**Your goal**.
In the entries below, find the line containing "Target: printing machine", then copy it and every later line exactly, ending with the last line.

★ ★ ★ ★ ★

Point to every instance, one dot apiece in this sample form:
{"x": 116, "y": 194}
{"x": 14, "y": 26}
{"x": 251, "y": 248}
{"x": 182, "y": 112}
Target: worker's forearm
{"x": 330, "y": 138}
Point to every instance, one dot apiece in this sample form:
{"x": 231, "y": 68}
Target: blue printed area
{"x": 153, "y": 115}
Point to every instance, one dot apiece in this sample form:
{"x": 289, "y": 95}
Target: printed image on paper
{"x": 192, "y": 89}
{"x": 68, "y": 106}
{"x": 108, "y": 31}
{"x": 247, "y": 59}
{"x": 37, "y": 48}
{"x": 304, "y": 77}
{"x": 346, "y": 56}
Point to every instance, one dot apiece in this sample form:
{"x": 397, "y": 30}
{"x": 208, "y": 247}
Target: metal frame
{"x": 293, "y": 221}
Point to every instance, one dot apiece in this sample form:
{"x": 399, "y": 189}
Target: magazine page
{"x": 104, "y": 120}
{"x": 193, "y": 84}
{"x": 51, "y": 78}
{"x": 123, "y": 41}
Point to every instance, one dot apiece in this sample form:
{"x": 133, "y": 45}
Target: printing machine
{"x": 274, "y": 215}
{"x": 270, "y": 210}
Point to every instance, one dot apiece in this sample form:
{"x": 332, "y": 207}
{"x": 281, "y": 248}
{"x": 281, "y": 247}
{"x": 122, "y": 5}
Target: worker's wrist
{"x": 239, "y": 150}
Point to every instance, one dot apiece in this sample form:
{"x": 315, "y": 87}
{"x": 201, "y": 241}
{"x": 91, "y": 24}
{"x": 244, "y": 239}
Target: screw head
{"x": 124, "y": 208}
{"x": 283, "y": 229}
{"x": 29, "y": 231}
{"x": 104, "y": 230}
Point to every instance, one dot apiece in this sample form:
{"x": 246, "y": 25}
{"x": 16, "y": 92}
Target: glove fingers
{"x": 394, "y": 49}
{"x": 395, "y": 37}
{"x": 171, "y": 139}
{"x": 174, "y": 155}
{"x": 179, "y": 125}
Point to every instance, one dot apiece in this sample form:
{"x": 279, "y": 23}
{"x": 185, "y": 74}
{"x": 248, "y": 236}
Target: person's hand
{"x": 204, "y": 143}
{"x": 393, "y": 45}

★ ★ ★ ★ ★

**Response**.
Target: printing machine
{"x": 274, "y": 215}
{"x": 270, "y": 210}
Point to every instance, one dot apiece in this sample form:
{"x": 332, "y": 207}
{"x": 281, "y": 248}
{"x": 281, "y": 247}
{"x": 122, "y": 5}
Target: worker's wrist
{"x": 239, "y": 150}
Point to every instance, one dot apiece in this sample form:
{"x": 315, "y": 87}
{"x": 201, "y": 241}
{"x": 91, "y": 24}
{"x": 244, "y": 239}
Target: screw head
{"x": 124, "y": 208}
{"x": 283, "y": 229}
{"x": 29, "y": 231}
{"x": 104, "y": 230}
Point to every instance, one dot apiece in this sample form:
{"x": 246, "y": 25}
{"x": 16, "y": 92}
Target: glove fingers
{"x": 394, "y": 49}
{"x": 395, "y": 37}
{"x": 171, "y": 139}
{"x": 174, "y": 155}
{"x": 179, "y": 125}
Point to every instance, one dot apiece in this sample form:
{"x": 279, "y": 23}
{"x": 185, "y": 74}
{"x": 248, "y": 236}
Target: person's hand
{"x": 204, "y": 143}
{"x": 393, "y": 45}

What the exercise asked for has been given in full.